Text block:
START
NOTE: Length statistics are only computed for columns with a String data type.
Lengths are byte not char lengths, as some UTF-8 characters take more than one byte.

  • min_length: The length of the shortest value in the column.
  • max_length: The length of the longest value in the column.
  • sum_length: The total sum of the lengths of the column. Returns *OVERFLOW* when the sum is greater than u64::MAX
  • avg_length: The average length of the column. Returns *OVERFLOW* when sum_length overflows.
  • stddev_length: Standard deviation of the length.
  • variance_length: Variance of the length.
  • cv_length: Coefficient of Variation, length.
  • mean: The average value of the column.
  • sem: Standard Error of the Mean, a measure of the precision of the sample mean.
  • geometric_mean: is a type of average that finds the central value by multiplying numbers together and then taking the root, making it useful for comparing things like growth rates or percentages. Only valid for positive numbers. Returns zero if there's a zero in the sample.
  • harmonic_mean: is a type of average that gives more weight to smaller values, making it ideal for situations like calculating average rates or speeds. Only valid for positive numbers.
  • stddev: Standard deviation, a measure of variability in the data.
  • variance: The average of the squared differences from the mean.
  • cv: Coefficient of Variation, the ratio of the standard deviation to the mean.
  • nullcount: The number of null or empty values in the column.
  • max_precision: The maximum number of decimal places in numeric values.
  • sparsity: The proportion of null or empty values in the column.

Advanced Statistics

Require require more memory - proportional to the cardinality of each column, and must be explicitly enabled.

  • median: The middle value when the data is sorted (requires --median or --everything)
    When --quartiles is specified, this is not returned as its the same as "q2_median".
  • mad: Median Absolute Deviation, a robust measure of variability (requires --mad or --everything).  

Quartile Statistics (requires --quartiles or --everything).

  • lower_outer_fence: Q1 - 3 * IQR, used to identify extreme outliers.
  • lower_inner_fence: Q1 - 1.5 * IQR, used to identify mild outliers.
  • q1: First quartile (25th percentile).
  • q2_median: Second quartile (50th percentile, same as median).
  • q3: Third quartile (75th percentile).
  • iqr: Interquartile Range, the difference between Q3 and Q1.
END
Provided material:
START
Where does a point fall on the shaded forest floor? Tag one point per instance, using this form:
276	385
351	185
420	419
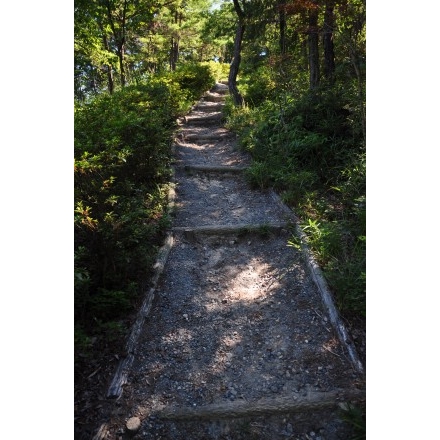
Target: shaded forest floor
236	324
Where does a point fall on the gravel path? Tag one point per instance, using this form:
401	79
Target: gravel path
237	343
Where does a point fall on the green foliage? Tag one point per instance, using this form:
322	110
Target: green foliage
196	78
355	417
220	71
311	150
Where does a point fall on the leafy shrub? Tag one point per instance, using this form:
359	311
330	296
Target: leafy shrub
122	171
309	150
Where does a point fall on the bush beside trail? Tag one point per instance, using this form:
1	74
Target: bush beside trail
122	172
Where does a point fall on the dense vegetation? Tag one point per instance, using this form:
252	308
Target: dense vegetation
306	130
122	171
297	81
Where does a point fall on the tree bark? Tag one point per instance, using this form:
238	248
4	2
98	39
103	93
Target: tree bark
327	41
235	64
111	85
313	47
282	19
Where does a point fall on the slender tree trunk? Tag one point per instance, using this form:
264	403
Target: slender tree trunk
282	19
111	85
313	47
235	64
327	42
121	53
354	61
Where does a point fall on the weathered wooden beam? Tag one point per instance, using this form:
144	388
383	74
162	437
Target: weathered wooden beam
205	120
313	402
215	168
240	228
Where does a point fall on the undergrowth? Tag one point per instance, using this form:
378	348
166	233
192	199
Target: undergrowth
122	172
310	149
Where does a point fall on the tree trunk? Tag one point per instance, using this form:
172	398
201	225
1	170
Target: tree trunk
121	64
327	42
313	47
235	64
174	53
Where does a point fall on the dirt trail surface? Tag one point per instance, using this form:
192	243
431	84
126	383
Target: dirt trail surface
237	342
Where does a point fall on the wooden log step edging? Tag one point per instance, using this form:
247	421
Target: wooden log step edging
206	137
295	404
190	232
209	108
214	98
215	168
204	120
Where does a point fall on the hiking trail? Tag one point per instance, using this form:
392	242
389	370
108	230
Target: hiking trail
236	339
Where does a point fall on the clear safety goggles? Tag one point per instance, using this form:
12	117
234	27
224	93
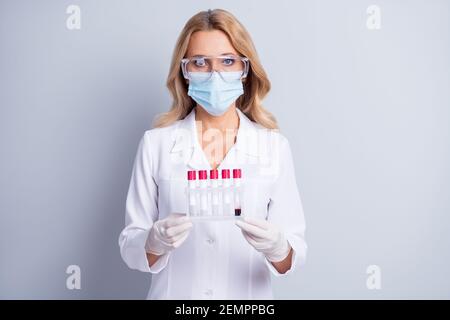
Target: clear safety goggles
201	68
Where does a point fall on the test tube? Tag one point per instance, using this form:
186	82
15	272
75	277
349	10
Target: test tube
213	176
226	192
237	191
202	176
192	184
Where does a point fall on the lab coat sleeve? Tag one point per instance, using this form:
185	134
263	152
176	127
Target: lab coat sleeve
285	208
141	212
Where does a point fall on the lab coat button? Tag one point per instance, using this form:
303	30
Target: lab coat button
208	292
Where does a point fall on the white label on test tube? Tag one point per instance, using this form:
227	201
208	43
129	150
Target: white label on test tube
192	184
213	176
237	191
202	176
226	192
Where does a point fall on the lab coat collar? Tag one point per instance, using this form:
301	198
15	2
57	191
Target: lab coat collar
185	139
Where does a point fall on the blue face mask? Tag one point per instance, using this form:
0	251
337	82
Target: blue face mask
215	95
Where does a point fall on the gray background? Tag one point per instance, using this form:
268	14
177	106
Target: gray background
366	112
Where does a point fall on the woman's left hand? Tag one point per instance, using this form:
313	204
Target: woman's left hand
265	237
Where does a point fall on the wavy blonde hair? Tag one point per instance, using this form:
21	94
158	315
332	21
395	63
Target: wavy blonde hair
256	85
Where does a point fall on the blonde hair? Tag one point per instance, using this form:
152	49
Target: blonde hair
256	85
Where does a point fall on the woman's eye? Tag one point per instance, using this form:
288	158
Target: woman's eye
200	62
228	61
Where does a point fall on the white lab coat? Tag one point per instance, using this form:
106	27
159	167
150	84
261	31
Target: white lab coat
215	261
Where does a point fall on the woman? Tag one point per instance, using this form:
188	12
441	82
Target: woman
216	122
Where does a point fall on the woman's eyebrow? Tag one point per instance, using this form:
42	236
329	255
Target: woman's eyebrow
223	54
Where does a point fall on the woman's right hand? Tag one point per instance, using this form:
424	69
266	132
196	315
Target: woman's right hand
168	234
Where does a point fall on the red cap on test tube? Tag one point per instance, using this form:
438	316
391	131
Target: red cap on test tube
202	174
225	173
192	175
214	174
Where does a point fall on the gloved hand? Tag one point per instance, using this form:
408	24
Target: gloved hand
168	234
265	237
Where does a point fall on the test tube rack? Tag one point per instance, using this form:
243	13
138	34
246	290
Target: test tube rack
209	197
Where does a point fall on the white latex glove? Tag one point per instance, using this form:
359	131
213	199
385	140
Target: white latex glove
265	237
168	234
END
Job 1: Which data type must a column have for the column statistics text to compute length statistics for it?
Job 2: Carry on the column statistics text from the point where it stops.

Output 1: String

Output 2:
  • upper_inner_fence: Q3 + 1.5 * IQR, used to identify mild outliers.
  • upper_outer_fence: Q3 + 3 * IQR, used to identify extreme outliers.
  • skewness: A measure of the asymmetry of the probability distribution.
  • cardinality: The number of unique values in the column (requires --cardinality or --everything).
  • uniqueness_ratio: cardinality/row_count
    • 1 -> All unique values
    • Close to 1.0 -> The column has mostly unique values (e.g., primary keys, user IDs).
    • Close to 0.0 -> The column has many repeated values (e.g., categorical labels like “Male/Female” or “Yes/No”).  

Mode(s)/Antimode(s) Statistics (requires --mode or --everything).

  • mode: The most frequent value(s) in the column.
    If there are multiple modes, they are separated by | (configurable with the env var QSV_MODES_SEPARATOR).
  • mode_count: The number of modes.
  • mode_occurrences: The number of times the mode(s) appear.
  • antimode: The least frequent non-zero/non-null value(s) in the column.
    If there are multiple "antimodes", they are also separated by |. If all the values are unique, it will display *ALL; if there are more than 100 characters (configurable via QSV_ANTIMODES_LEN), it will have a *PREVIEW: prefix.
  • antimode_count: The number of antimodes.
  • antimode_occurrences: The number of times the antimode(s) appear.

Dataset statistics:

  • qsv__rowcount: Number of rows
  • qsv__columncount: Number of columns
  • qsv__filesize_bytes: Filesize (bytes)
  • qsv__fingerprint_hash: the SHA-256 hash of the first 26 "streaming" statistics that are always present, along with qsv__rowcount, qsv__columncount and qsv__filesize_bytes. This allows the user to quickly detect duplicate files without having to load the entire file to compute the hash.
    Especially useful for detecting duplicates of very large files.

Date and Time Statistics

When --infer-dates is enabled, several statistics are computed as follows:

  • Date range, standard deviation, variance, MAD, and IQR are returned in days.
  • DateTime results are in RFC3339 datetime format (YYYY-MM-DDTHH:MM:SS±HH:MM) - e.g. 2022-01-01T00:16:00+00:00
  • Date results are in RFC3339 date format (YYYY-MM-DD) in the UTC timezone.

Whitespace Markers

The --vis-whitespace option visualizes the following whitespace characters.
Note that spaces will only be visualized (using "《_》") if the entire value is composed of spaces.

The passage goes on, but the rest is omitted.